Exercise instructions:
Give the items again, starting with the line that contains "outcrop in this photo" and going on through the line that contains "[0,0,119,22]", with "roadside vegetation" replaced by "roadside plants" and nothing else changed.
########
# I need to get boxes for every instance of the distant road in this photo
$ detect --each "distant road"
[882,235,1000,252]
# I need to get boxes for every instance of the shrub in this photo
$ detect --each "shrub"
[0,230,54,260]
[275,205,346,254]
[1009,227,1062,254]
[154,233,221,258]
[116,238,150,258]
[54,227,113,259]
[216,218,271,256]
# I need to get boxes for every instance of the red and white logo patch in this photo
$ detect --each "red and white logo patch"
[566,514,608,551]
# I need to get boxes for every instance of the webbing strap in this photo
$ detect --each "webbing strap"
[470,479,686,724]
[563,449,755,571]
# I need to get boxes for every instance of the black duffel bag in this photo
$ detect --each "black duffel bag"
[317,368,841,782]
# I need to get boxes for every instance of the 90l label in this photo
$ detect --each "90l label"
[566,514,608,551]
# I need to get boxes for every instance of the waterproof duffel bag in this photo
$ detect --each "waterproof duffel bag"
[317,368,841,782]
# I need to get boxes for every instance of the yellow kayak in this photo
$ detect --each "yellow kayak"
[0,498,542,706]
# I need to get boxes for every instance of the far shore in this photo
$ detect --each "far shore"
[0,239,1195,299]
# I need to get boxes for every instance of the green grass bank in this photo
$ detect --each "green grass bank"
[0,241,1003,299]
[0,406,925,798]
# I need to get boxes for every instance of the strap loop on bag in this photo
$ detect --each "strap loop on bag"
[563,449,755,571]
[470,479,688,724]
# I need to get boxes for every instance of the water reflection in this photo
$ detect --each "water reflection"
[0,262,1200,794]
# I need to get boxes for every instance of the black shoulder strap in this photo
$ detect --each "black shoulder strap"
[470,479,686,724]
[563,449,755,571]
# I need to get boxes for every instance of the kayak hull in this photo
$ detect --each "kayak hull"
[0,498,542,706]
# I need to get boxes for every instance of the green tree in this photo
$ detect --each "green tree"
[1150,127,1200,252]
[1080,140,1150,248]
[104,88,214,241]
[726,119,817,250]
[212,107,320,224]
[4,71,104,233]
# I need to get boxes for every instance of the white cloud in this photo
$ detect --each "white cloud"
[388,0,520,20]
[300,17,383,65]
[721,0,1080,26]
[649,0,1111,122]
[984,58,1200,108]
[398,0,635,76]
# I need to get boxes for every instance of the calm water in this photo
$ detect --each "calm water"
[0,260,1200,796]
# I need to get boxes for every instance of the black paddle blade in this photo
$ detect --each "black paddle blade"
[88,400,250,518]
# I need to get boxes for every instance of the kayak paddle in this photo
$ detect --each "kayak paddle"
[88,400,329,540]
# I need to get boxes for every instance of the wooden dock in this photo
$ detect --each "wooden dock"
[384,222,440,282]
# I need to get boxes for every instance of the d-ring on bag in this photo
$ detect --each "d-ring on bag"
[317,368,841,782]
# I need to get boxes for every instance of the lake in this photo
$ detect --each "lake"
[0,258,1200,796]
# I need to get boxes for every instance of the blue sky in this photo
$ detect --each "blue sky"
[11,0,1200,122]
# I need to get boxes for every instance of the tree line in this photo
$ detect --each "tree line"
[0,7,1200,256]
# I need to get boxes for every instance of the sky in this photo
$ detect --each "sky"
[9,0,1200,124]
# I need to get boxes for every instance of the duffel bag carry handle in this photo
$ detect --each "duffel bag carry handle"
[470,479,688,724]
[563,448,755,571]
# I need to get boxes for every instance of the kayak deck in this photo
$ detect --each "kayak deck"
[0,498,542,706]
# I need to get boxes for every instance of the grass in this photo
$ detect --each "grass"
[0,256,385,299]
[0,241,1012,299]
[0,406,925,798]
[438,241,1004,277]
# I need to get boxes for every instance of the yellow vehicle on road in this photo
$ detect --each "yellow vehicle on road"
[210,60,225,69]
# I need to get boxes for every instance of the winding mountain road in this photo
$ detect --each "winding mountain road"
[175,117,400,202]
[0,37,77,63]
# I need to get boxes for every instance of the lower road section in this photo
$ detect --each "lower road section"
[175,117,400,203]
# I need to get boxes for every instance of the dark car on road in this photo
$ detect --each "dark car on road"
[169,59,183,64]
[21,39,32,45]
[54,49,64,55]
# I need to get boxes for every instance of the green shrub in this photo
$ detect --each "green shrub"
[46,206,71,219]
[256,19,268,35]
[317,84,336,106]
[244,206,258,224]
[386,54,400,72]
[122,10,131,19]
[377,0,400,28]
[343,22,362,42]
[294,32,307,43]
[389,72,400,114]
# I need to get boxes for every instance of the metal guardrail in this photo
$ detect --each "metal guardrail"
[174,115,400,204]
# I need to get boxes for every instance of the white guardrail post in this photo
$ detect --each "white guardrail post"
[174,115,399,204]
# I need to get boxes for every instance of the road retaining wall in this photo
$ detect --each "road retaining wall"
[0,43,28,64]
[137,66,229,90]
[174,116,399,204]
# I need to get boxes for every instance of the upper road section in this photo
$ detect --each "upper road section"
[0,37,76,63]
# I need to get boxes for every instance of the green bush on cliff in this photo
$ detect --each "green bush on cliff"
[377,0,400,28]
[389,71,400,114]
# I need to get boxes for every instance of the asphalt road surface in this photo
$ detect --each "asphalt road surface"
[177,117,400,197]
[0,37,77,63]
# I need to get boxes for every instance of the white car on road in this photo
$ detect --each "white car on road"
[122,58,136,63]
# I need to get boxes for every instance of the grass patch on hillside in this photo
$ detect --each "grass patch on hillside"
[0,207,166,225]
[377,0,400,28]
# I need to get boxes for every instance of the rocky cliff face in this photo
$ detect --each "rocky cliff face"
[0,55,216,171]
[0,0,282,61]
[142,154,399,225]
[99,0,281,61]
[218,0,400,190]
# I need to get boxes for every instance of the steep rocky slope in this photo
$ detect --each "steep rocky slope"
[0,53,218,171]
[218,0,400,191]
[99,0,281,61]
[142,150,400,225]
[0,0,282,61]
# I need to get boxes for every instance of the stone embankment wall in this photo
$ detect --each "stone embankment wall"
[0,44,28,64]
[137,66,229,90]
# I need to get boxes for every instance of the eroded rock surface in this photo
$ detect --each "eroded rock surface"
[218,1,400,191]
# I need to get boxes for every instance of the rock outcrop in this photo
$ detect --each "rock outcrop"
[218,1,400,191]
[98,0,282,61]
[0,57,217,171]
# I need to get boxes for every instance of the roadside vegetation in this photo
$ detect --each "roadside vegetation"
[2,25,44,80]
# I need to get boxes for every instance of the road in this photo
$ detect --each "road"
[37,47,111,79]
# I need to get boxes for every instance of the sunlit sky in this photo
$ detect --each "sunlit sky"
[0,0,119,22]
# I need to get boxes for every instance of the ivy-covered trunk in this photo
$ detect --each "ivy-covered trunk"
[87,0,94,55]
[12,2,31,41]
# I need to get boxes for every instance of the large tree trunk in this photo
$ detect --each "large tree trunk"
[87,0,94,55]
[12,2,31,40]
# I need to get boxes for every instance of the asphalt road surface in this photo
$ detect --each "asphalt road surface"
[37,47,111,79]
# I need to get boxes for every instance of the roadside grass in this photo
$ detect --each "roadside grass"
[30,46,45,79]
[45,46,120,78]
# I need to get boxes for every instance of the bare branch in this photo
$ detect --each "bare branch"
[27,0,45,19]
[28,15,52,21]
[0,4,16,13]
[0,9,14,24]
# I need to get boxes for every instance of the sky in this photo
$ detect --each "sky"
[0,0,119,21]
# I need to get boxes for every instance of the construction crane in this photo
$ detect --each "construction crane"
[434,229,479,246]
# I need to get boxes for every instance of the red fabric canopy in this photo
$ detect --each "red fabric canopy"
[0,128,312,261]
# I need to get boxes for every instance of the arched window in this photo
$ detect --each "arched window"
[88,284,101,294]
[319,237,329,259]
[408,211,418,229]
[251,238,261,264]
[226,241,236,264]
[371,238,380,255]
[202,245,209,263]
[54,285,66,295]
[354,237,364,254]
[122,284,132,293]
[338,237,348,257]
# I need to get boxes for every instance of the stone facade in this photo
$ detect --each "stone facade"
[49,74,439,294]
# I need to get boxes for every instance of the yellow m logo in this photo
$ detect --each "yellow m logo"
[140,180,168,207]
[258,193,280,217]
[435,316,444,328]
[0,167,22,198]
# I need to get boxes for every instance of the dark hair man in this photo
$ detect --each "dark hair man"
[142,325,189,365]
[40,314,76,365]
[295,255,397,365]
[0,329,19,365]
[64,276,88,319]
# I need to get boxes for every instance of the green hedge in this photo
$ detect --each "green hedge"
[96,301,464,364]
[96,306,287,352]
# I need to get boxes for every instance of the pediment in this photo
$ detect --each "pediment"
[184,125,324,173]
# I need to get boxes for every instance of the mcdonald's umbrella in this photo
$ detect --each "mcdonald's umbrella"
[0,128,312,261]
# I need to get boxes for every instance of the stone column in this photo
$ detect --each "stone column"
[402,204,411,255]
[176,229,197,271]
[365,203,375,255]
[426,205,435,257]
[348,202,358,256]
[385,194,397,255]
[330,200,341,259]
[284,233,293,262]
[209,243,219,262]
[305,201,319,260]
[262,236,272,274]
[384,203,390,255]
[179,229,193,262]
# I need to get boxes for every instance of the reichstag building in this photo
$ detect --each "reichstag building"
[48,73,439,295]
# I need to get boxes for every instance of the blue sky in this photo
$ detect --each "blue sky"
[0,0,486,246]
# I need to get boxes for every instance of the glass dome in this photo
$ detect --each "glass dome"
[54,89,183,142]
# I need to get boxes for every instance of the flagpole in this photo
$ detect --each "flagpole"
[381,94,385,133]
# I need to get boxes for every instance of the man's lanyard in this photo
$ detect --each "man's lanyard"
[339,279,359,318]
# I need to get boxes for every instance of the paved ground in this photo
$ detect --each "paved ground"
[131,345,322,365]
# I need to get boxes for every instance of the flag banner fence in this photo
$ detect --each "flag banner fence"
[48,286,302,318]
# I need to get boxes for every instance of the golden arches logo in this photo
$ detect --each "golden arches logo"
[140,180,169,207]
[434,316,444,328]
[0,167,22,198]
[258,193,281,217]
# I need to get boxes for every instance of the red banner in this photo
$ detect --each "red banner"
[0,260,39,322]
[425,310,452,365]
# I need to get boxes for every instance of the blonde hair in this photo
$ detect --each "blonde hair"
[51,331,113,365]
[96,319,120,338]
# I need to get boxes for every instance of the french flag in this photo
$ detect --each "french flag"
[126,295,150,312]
########
Correct output:
# I need to get boxes for every instance of the rock outcrop in this photo
$ detect --each "rock outcrop"
[218,1,400,191]
[98,0,282,61]
[0,57,217,171]
# I need to get boxes for every instance of the roadside plants in this photo
$ detect --each "roadside plants"
[2,25,44,80]
# I need to get boxes for every instance of the road in this photo
$ detect --each "road"
[37,47,111,79]
# I need to get boxes for every instance of the sunlit sky in this photo
$ detect --each "sunlit sky"
[0,0,119,22]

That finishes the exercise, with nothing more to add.